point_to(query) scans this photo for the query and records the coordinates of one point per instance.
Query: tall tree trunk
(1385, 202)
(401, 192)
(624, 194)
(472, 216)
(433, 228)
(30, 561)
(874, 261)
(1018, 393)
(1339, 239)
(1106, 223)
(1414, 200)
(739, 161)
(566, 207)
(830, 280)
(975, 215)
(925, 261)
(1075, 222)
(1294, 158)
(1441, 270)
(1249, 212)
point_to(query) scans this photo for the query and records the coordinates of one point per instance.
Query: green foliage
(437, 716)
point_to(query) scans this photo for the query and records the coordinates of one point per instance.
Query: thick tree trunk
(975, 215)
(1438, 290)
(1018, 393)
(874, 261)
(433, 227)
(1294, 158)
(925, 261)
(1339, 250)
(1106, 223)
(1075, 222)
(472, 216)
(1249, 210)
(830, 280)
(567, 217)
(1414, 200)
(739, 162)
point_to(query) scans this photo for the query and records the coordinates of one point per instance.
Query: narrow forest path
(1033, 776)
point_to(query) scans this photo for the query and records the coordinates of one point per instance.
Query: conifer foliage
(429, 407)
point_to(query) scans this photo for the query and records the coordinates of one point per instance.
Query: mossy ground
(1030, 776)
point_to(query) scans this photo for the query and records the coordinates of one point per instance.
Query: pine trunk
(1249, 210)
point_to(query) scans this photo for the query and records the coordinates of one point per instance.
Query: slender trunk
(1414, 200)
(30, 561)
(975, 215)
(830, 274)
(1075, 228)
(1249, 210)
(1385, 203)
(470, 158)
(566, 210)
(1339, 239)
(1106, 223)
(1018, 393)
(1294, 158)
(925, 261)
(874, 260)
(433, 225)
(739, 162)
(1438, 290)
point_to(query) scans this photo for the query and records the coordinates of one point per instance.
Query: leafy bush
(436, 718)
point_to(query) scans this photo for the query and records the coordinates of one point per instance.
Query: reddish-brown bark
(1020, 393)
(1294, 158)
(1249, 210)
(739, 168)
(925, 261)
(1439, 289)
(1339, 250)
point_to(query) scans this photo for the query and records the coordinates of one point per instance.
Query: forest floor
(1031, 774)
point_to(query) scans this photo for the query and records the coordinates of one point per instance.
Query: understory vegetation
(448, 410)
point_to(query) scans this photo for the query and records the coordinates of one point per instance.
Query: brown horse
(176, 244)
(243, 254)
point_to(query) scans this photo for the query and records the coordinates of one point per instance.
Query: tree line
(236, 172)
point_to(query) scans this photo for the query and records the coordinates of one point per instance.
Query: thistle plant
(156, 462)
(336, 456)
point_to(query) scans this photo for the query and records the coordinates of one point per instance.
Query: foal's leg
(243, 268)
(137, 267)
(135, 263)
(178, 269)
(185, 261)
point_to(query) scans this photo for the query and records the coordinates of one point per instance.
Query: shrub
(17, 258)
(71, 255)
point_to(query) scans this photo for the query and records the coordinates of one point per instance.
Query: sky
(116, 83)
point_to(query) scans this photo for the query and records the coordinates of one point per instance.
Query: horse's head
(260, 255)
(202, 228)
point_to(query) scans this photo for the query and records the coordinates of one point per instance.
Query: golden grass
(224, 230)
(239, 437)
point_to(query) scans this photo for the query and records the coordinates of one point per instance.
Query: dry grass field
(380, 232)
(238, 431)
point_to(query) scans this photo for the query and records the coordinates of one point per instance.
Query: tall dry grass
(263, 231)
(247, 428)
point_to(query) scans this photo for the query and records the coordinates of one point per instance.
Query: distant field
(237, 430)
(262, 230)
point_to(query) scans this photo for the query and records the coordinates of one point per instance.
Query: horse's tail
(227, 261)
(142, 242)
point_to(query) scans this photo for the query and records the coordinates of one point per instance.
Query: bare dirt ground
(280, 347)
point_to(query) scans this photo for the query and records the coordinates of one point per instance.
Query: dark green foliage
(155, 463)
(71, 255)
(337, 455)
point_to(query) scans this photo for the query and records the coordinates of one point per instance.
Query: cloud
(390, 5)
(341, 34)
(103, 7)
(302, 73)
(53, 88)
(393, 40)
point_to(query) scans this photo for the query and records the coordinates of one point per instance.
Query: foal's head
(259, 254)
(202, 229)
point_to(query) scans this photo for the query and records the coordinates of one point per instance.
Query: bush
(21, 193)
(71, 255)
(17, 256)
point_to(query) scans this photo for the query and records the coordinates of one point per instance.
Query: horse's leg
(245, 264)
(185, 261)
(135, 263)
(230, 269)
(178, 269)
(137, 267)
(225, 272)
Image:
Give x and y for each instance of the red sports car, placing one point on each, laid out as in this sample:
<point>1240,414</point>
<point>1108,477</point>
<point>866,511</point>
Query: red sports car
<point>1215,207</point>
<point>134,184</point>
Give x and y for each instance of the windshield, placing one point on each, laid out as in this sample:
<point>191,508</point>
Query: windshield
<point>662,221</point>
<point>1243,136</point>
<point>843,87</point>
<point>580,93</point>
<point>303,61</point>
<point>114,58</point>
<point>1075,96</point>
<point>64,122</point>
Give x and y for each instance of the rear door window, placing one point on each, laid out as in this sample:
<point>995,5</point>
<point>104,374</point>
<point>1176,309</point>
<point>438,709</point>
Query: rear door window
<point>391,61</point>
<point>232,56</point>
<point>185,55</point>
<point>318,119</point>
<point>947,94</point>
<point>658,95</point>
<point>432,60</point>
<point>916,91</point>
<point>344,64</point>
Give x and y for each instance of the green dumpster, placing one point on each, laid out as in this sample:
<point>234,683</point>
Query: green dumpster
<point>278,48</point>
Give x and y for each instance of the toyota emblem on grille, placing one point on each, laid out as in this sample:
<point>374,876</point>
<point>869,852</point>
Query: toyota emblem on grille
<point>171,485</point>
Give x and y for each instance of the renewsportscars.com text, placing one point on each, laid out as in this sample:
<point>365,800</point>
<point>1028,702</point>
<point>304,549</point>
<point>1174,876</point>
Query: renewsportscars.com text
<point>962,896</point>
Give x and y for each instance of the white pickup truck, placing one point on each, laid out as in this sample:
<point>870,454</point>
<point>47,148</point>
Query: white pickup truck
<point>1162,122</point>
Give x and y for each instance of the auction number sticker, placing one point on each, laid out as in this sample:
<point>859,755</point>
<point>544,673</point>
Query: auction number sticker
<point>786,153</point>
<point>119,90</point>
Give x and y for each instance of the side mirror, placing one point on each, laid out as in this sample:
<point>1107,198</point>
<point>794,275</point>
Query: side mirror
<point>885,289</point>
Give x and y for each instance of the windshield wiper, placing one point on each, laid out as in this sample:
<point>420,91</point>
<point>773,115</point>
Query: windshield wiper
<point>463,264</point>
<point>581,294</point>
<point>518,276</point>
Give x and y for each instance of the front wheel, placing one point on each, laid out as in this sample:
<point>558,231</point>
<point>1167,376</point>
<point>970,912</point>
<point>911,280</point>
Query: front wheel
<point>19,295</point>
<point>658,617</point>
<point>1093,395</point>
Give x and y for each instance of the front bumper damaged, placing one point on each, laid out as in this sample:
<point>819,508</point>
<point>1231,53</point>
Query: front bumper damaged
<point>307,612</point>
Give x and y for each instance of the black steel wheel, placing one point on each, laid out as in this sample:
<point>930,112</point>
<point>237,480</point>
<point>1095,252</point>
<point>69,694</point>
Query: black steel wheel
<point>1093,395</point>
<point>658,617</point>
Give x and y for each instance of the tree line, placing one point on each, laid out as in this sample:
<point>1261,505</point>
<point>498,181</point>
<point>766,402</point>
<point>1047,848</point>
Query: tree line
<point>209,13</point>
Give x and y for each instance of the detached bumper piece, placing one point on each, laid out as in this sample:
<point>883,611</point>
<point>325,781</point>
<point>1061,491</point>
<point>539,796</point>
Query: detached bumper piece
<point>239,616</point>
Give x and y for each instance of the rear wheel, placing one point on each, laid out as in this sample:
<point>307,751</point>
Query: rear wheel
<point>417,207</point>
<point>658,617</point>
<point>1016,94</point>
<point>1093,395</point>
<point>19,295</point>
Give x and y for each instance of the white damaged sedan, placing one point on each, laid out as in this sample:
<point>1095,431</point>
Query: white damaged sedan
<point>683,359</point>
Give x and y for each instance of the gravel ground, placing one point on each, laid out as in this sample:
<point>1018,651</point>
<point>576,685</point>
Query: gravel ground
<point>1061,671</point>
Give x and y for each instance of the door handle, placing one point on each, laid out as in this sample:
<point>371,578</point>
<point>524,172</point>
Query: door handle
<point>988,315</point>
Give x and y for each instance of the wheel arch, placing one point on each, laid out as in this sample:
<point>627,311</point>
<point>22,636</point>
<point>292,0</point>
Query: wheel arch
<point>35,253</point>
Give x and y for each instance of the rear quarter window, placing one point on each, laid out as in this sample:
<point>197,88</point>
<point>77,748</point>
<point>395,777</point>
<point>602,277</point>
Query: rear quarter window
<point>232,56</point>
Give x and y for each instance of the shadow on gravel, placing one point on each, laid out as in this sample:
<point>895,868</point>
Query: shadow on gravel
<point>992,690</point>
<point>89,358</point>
+ + + + +
Repeat, word for word, the lines above between the line holding "<point>558,231</point>" and the line holding "<point>498,181</point>", inclusive; omit everything else.

<point>558,231</point>
<point>1167,376</point>
<point>970,912</point>
<point>911,280</point>
Query: front wheel
<point>19,295</point>
<point>658,617</point>
<point>1093,395</point>
Give x and y for each instance of the front bumper damaged, placing one point on each, laid out as in this sample:
<point>819,508</point>
<point>1231,53</point>
Query: front bumper damaged
<point>307,612</point>
Give x and y for each instance of the black steel wheel, placing one point on each, laid out as in this sample:
<point>930,112</point>
<point>237,480</point>
<point>1095,252</point>
<point>69,694</point>
Query: black steel wheel
<point>1093,395</point>
<point>658,617</point>
Give x and y for each instance of the tree line, placing one point on each, laid out as in this sample:
<point>1261,505</point>
<point>498,181</point>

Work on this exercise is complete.